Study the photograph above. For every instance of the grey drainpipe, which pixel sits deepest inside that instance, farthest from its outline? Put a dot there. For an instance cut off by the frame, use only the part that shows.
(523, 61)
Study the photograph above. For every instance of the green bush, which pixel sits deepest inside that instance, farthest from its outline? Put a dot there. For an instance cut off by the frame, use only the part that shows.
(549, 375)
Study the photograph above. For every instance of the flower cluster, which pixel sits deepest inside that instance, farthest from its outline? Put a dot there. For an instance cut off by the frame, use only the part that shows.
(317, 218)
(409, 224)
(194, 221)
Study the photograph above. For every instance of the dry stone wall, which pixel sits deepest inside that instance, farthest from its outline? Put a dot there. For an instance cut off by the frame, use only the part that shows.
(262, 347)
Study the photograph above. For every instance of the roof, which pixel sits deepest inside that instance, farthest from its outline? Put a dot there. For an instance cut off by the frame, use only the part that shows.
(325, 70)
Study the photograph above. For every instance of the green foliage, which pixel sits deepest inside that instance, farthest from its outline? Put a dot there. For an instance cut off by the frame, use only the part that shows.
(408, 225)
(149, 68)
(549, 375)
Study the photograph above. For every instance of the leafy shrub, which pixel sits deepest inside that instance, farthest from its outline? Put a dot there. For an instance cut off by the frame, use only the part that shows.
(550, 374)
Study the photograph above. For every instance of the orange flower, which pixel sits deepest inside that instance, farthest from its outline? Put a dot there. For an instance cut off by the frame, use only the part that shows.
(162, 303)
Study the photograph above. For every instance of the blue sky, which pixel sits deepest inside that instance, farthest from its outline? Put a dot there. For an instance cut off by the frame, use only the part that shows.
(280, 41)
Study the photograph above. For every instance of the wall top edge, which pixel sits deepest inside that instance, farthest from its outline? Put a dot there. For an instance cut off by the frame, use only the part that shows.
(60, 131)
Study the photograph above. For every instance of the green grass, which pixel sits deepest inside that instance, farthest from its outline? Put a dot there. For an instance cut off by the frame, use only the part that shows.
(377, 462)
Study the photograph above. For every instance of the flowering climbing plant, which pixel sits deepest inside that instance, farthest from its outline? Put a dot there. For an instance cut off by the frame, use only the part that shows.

## TASK
Could you reproduce all the entries above with every "Put a dot there" switched to "Place a marker there" and nothing else altered?

## RESPONSE BELOW
Study the photograph above. For every instance of the grey drainpipe, which pixel sits deepest inside that instance, farthest from its outline? Place a marker there. For an instance cut off by the frame, use only the part that shows.
(523, 61)
Study the photograph above. For every instance of the green bush, which pixel sits deepest inside that instance, farthest from its outline? Place a marker there. For an instance cut off by the frame, use only the part that shows.
(549, 375)
Study the photograph above. For every instance of the flower cluster, which pixel sits deepest inside that instance, farthest from its outline? Place a marker there. For an instance cut off by the frame, use only the part that shows.
(317, 218)
(409, 224)
(194, 221)
Study the photograph above. For every instance of the dry stone wall, which pixel sits deepest inside that instance, farthest from its outline? Place a marker there. For an instance cut off by the frame, use only the part that shows.
(262, 347)
Study the photograph above. For every instance of the roof, which pixel sits deepest inside that instance, farthest from its outline? Place a marker there. For an instance cut off by the frame, use only the part that shows.
(325, 70)
Study the photograph above. For every instance of the green foliage, which pixel sits deepest inside that instance, farthest from its outline? Place a marker there. For an instance cut off by the frame, use only the part that shows.
(408, 225)
(149, 68)
(549, 375)
Study the photograph above. For every instance of the leafy shrub, which pixel sits deepest inside that instance, farthest from its outline? Place a marker there. For an instance cut off by the frame, use only the part that shows.
(550, 374)
Study the photograph above. For every instance of the orange flower, which pixel sits deepest inside that instance, farthest from its outline? Place a marker there. For an instance cut off by the frame, use only the part that shows.
(162, 303)
Study the photograph above. For every instance of the blue sky, which pixel sits deepest inside that instance, farthest from its outline? Place a marker there. For an instance cut off by the frame, use only the part that shows.
(280, 41)
Study the photograph above. For every instance of the wall top edge, which pixel sits deepest inside that instance, farthest from its outline? Place a marker there. For an instance cut off by the frame, use only the part that shows.
(60, 131)
Study the photograph above. For every instance of the green grass, which pixel sits deepest inside that instance, farthest from its outline? Place a marker there. For an instance cut off by the frame, use only the part that shows.
(377, 462)
Study the photograph above. For every instance of the flowering climbing plant, which pixel sits deepest inside that instance, farthest from its outline? Place a marker there. For an instance cut off by the frame, use only the part that shows.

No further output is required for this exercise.